■ **Extract to read**

▬▬▬

Why Pfizer Is Emerging as the Good Guy in Drug Tests That Killed 11 Children

Last Updated May 4, 2010 10:52 AM EDT

None of the victims of Pfizer (PFE)'s Trovan experiment in Nigeria -- in which 11 children died and 200 were injured -- have received their share of $35 million in compensation that the company agreed to pay them back in July 2009. Nigerian officials will now hire a U.S. company to conduct DNA tests on 217 Trovan claimants who have thus far failed to prove they were the actual patients harmed in the 1996 meningitis tests. Trovan was later banned in the U.S. and Europe.

Even though the Trovan debacle tarred Pfizer's name -- it may have inspired the book and movie The Constant Gardener -- it's Pfizer that is now emerging as the good guy. Nigerian officials, who earmarked a further $40 million in settlement money for their own healthcare projects, have repeatedly failed to figure out which patients should get the money even though they've had 14 years to do so.

It's a reminder to managers that even when you screw up royally, your company's brand can still retain its dignity as long as you play it straight when fixing the mess. And the Trovan settlement is a mess: About 600 people filed forms demanding compensation even though only 200 people were actually part of the test. In November, Pfizer demanded the DNA of claimants after it emerged that Nigerian officials had lost their list of victims. Various other Nigerian "officials" have been maneuvering for a slice of the payout.

The chairman of the board of trustees of the Meningitis Trust Fund in Kano , Nigeria, told The Daily Sun on Monday:

  • none of the claimants or applicants whose claim forms are in had met payment requirements.
  • none of the $35 million meant for compensation is in the custody of the board.
  • the trust fund is arguing that any "outstanding" sum of money should not be returned to Pfizer.
To recap: having failed to identify a single individual Nigerian who should receive a penny of the $35 million, the trust fund is arguing that it should nonetheless keep any money left over if victims can't be found. No wonder Pfizer wants to see DNA tests before it writes that check.

▬▬▬

■ **Dataset entries**
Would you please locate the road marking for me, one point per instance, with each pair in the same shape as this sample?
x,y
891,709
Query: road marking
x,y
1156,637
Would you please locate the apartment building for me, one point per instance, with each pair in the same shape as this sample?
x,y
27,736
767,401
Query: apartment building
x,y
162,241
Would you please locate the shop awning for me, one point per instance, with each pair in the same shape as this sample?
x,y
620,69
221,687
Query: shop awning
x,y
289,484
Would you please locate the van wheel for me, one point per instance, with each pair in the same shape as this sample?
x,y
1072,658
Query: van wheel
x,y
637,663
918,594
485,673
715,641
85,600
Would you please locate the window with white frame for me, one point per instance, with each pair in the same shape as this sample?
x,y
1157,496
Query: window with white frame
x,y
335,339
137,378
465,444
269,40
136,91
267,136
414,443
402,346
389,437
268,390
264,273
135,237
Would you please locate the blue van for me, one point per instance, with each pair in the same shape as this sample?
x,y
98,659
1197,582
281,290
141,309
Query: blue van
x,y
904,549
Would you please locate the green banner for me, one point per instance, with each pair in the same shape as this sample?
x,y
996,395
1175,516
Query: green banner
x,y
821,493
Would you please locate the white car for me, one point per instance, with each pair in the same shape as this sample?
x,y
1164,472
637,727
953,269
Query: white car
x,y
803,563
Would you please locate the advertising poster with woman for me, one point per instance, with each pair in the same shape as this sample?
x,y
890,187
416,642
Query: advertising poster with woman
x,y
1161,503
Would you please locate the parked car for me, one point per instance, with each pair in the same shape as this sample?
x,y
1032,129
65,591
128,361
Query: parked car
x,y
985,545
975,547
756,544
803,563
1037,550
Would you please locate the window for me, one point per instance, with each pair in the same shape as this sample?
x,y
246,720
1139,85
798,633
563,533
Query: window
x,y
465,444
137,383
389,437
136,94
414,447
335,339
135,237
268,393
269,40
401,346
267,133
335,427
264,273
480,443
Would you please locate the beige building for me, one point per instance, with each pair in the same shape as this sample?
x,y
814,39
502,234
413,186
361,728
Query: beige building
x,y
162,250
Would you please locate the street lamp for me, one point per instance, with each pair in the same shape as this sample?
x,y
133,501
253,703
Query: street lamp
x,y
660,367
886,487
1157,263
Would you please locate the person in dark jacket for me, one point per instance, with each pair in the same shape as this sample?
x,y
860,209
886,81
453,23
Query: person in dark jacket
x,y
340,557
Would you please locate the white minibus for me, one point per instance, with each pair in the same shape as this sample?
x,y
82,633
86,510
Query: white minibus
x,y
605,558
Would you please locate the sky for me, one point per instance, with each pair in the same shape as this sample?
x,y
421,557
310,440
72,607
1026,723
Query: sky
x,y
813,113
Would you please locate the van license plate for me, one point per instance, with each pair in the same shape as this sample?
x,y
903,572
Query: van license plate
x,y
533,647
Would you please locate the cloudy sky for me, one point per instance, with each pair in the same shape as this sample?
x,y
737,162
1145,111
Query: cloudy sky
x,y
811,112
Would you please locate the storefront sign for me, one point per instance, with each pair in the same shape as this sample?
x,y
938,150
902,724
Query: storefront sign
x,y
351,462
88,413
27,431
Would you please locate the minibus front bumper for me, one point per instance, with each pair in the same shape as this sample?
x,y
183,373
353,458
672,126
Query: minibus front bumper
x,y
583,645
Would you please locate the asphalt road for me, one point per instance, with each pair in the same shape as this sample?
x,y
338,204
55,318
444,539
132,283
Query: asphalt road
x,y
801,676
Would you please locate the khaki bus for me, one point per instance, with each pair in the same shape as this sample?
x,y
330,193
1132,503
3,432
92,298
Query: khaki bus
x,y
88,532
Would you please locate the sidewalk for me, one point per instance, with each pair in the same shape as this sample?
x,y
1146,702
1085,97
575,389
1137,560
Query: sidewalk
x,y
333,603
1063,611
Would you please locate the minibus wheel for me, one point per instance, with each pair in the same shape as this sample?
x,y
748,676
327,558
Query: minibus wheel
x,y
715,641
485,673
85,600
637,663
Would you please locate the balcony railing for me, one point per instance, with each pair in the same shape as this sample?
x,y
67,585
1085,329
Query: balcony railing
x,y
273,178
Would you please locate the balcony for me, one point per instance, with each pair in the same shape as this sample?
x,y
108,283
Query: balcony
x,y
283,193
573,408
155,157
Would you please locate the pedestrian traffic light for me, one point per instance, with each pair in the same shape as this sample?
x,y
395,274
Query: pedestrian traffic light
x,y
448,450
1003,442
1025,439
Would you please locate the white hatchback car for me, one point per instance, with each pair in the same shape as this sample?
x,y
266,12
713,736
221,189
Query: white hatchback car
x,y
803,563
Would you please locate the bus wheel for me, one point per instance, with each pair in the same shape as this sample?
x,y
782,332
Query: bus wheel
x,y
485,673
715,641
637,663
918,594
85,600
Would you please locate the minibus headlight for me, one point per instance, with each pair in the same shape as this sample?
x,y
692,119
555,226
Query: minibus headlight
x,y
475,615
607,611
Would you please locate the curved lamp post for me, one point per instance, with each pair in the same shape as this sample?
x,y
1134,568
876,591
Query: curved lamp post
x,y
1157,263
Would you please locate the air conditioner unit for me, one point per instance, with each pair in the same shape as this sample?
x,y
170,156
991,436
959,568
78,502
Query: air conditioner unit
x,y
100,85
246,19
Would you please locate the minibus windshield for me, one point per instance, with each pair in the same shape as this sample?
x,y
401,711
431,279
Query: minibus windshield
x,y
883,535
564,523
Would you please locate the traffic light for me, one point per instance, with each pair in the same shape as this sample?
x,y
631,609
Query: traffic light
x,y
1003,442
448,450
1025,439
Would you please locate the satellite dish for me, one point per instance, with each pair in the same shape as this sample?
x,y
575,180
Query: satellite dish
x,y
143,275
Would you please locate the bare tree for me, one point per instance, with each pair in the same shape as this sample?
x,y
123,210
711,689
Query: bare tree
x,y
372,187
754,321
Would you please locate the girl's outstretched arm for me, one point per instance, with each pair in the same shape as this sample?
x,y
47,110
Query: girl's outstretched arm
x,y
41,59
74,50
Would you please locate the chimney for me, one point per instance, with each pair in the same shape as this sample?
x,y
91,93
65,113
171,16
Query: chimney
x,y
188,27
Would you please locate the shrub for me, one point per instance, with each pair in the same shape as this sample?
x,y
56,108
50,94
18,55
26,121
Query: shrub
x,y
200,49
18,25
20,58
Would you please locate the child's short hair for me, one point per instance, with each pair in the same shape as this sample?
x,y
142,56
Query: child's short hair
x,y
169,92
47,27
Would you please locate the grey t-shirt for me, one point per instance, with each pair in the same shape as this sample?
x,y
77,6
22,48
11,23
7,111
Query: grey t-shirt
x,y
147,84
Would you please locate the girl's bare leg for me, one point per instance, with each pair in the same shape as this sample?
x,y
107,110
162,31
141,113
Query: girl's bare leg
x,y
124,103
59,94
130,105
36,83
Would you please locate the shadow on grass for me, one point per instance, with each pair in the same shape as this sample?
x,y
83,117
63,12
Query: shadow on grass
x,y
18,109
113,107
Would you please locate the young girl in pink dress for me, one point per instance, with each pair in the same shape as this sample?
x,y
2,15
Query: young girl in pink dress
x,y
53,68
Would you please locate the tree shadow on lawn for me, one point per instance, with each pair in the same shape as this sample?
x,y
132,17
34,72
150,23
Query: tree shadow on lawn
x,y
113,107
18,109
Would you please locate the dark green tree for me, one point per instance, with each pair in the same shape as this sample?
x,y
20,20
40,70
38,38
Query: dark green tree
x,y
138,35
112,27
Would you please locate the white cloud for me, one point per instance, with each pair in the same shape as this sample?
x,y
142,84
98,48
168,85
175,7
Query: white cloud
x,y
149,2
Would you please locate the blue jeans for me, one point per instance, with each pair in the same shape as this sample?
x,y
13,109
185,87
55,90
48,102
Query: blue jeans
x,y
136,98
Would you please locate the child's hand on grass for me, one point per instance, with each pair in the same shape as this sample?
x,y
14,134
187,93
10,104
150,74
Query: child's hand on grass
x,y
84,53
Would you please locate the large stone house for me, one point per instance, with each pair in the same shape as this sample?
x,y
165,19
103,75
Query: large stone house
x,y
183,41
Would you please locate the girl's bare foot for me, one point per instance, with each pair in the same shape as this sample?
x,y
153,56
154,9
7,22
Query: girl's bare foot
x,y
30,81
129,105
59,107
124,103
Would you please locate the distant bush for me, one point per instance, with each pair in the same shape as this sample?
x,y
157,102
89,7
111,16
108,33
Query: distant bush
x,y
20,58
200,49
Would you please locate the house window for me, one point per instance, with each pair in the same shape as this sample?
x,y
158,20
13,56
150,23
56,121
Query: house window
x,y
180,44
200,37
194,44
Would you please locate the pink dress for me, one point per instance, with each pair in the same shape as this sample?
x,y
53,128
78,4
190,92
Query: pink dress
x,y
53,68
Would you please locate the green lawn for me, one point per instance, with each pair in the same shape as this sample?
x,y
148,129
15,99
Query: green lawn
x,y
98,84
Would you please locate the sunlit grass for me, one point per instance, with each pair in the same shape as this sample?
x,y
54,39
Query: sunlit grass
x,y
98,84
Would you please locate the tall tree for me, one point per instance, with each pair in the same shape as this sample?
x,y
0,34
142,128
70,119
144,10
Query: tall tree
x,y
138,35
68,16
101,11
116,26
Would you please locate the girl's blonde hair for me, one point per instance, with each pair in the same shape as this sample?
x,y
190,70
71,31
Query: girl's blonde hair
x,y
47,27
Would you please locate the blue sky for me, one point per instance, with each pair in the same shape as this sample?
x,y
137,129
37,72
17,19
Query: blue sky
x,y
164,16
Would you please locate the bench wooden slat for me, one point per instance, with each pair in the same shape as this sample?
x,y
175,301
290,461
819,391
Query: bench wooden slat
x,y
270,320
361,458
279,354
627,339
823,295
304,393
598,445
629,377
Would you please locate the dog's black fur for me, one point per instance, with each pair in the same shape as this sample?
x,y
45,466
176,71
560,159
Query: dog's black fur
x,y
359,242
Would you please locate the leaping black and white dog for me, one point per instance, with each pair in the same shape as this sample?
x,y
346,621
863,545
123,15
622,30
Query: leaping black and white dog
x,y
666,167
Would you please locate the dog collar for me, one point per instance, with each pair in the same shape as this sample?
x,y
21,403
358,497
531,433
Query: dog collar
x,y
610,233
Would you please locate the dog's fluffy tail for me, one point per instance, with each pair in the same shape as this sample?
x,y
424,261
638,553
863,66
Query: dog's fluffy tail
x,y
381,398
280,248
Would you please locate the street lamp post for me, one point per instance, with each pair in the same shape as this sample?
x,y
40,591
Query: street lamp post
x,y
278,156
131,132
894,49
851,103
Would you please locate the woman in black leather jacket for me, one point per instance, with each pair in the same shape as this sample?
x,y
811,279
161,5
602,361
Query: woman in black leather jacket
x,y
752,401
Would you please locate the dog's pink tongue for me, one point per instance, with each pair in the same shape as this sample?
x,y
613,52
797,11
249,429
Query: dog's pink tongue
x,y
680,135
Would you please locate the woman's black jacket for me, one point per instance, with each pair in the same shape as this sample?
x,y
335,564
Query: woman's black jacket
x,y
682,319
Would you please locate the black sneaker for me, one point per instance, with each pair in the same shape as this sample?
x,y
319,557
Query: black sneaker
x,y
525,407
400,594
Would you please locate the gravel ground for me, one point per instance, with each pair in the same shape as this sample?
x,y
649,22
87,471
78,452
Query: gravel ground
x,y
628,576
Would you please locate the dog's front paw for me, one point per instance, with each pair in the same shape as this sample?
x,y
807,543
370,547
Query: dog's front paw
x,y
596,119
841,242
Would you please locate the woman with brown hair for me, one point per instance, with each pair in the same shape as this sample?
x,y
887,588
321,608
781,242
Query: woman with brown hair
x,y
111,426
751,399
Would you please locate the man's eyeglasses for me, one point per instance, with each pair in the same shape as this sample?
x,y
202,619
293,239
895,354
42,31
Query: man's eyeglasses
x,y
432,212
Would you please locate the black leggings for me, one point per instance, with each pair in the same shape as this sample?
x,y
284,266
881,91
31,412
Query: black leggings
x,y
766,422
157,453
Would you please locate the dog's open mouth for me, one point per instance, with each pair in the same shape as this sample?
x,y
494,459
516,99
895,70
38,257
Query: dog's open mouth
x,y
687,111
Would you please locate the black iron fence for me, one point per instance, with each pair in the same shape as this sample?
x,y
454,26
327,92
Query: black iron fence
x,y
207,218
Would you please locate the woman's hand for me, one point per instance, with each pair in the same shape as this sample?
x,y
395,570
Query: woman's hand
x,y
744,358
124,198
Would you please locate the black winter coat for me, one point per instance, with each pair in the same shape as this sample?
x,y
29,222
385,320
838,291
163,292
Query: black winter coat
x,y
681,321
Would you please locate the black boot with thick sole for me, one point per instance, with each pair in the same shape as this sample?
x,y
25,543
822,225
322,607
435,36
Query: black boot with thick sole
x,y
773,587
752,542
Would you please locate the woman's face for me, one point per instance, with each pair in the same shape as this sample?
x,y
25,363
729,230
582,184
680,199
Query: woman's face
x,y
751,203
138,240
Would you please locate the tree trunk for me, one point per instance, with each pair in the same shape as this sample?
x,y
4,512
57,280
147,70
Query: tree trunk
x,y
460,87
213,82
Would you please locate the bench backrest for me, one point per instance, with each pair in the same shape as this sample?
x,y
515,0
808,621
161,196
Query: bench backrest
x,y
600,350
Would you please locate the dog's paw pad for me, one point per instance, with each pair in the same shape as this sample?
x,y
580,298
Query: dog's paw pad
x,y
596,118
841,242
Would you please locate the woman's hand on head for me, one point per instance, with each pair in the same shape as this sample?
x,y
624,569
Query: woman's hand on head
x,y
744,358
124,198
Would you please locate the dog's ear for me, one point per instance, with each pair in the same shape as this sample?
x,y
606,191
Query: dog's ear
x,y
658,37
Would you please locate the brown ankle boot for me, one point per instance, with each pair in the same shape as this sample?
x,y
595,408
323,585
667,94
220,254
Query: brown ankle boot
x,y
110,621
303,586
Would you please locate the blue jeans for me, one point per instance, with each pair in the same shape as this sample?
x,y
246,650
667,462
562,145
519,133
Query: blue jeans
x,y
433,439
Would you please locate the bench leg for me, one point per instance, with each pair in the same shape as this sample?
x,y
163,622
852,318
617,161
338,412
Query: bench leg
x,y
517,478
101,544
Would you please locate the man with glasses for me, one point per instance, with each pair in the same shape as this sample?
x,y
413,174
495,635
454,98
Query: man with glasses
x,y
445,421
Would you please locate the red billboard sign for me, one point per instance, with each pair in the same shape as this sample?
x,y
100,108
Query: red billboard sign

▬▬▬

■ **What this task involves**
Reproduce the section of the Pfizer Trovan article that opens with the words containing "To recap: having" and closes with "writes that check.".

■ **Solution to this problem**
To recap: having failed to identify a single individual Nigerian who should receive a penny of the $35 million, the trust fund is arguing that it should nonetheless keep any money left over if victims can't be found. No wonder Pfizer wants to see DNA tests before it writes that check.